- Born: Mona Scott February 15, 1967 (age 59) New York City, U.S.
- Occupations: Media mogul; television producer; entrepreneur;
- Years active: 2005–present
- Known for: Love & Hip Hop; Violator Management;
- Spouse: Shawn Young ​(m. 2005)​
- Children: 2
- Website: monamient.com

= Mona Scott-Young =

American media executive

Mona Scott-Young ( Scott; born February 15, 1967) is an American television producer and entrepreneur. She is the CEO of the multi-media entertainment company Monami Productions, best known for producing the VH1 reality television franchise Love & Hip Hop.

==Life and career==

Scott was born and raised in New York City to Haitian parents. In 2005, she married Shawn Young. They have two children.

**RAW DATA**

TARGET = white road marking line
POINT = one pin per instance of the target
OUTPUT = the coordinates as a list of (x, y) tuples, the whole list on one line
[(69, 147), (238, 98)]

**AIM**
Can you copy, word for word, the passage of the Mona Scott-Young profile that opens with "American media executive" and closes with "have two children."?

**SOLUTION FOR THIS EXERCISE**
American media executive

Mona Scott-Young ( Scott; born February 15, 1967) is an American television producer and entrepreneur. She is the CEO of the multi-media entertainment company Monami Productions, best known for producing the VH1 reality television franchise Love & Hip Hop.

==Life and career==

Scott was born and raised in New York City to Haitian parents. In 2005, she married Shawn Young. They have two children.